━━━━━ Page extract ━━━━━

I went house shopping today and I saw an old and fat Chinese man in a business suit riding a skateboard. I was getting my oil changed so that I could drive up to the suburbs. To kill time I was just standing around watching through the big glass garage doors. I wasn't expecting to see an old and fat Chinese guy wearing a business suit and riding a skateboard. In fact, if someone had told me that I would see that during the day, I would laugh and say "doesn't exist." A couple of those variables, sure. That could happen. Maybe a Chinese guy or a guy in a business suit. I'd even allow for the possibility of an old fat guy riding a skateboard. But an old and fat Chinese man in a suit on a skateboard? Can't happen.
The combination of variables put the imagery over the top. I couldn't cope. I would suspect it's the same sort of reaction people have to seeing a UFO or an angel or something. This can't be real. He didn't have any safety gear. He wasn't wobbling around with inexperience. He just cruised past the glass doors of the garage like he'd been doing kick flips on handrails his entire life.
I'm not superstitious, but even I could tell there had to be some sort of portent to what I had just witnessed. I was preparing to make the most important purchase of my life so far and the impossible just cruised past me in a suit jacket. I briefly wondered where that guy could be going. Job interview to be the manager of a skating park? A non-traditional weight loss clinic? Wherever he was going, I wasn't allowed there. It might not even exist for people like me. He'd ride into his magical land of old fat Chinese guys wearing business formal and doing 720s off of dumpsters and I'd just see an abandoned warehouse or an empty lot.
I told my fiancée what I had seen and I don't think she believed me. I wouldn't have believed me.
The thing about living in a big city - and I assume this is true all over the world - is that you do have to possess a certain tolerance for the surreal. I'm not talking about naked cowboy or some dude painted like a robot, those guys aren't surreal in the least. They want to be noticed. Surreal is a bunch of guys passed out drunk underneath the trees in front of your apartment at 10 AM. It's some incredibly muscular guy screaming in a voice like the vocalist for Cannibal Corpse at a retarded woman in a wheelchair. Surreal is people being incredibly strange or creepy and not wanting you to notice.
You just have to accept that sort of thing as your reality in a big city. Yet, this still managed to be unbelievable.
Welcome to Schlotzky's, Haung Phan will be your server.The interstate was dead so we made it to the realtor's nearly an hour early. It was almost noon so we decided to get lunch at a nearby bagel shop and deli. It was run by a Vietnamese family. The Vietnamese are not known for their delicatessens. When you think of a bagel and lox you're not thinking of Saigon. When I want a kosher pickle my mind doesn't start wandering down the Ho Chi Minh trail. The food was perfectly fine. It wasn't even close to being the best deli food I've ever had, but it wasn't close to being the worst either.

━━━━━ Data ━━━━━

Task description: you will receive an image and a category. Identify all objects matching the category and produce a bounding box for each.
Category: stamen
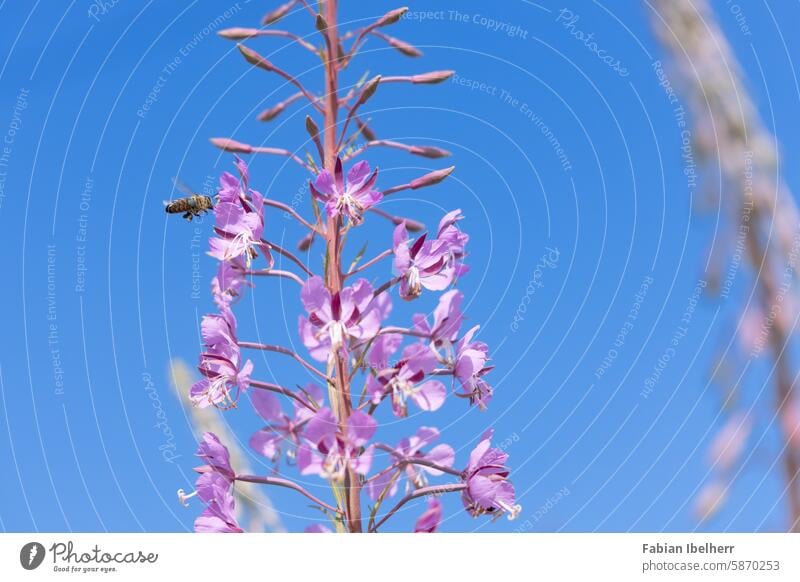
[178,489,197,507]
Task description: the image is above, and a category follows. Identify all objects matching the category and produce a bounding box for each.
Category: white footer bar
[0,534,800,582]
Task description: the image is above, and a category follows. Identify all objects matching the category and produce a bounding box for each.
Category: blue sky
[0,0,800,531]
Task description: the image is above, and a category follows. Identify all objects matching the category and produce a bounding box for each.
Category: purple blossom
[297,408,377,482]
[367,343,447,417]
[179,3,520,533]
[250,384,322,462]
[217,156,250,202]
[208,158,272,267]
[196,432,234,481]
[453,325,494,410]
[194,473,242,533]
[190,432,242,533]
[367,333,403,371]
[189,348,253,408]
[190,305,253,408]
[367,426,455,500]
[461,430,522,519]
[309,158,383,224]
[299,277,391,362]
[392,210,469,299]
[413,289,464,345]
[211,258,246,309]
[414,497,442,533]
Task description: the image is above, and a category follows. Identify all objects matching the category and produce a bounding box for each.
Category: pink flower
[309,158,383,224]
[367,343,447,417]
[393,210,468,299]
[189,432,242,533]
[208,160,272,267]
[299,277,391,362]
[461,430,522,519]
[413,289,464,345]
[367,426,455,500]
[297,408,377,482]
[453,325,494,410]
[211,258,246,309]
[250,384,322,462]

━━━━━

**Brief 1:** In the skateboard post, what service was the writer getting at the garage?
**Brief 2:** Copy everything in the skateboard post from "Welcome to Schlotzky's, Haung" down to "the worst either.", word for word.

**Your solution 1:** An oil change.

**Your solution 2:**
Welcome to Schlotzky's, Haung Phan will be your server.The interstate was dead so we made it to the realtor's nearly an hour early. It was almost noon so we decided to get lunch at a nearby bagel shop and deli. It was run by a Vietnamese family. The Vietnamese are not known for their delicatessens. When you think of a bagel and lox you're not thinking of Saigon. When I want a kosher pickle my mind doesn't start wandering down the Ho Chi Minh trail. The food was perfectly fine. It wasn't even close to being the best deli food I've ever had, but it wasn't close to being the worst either.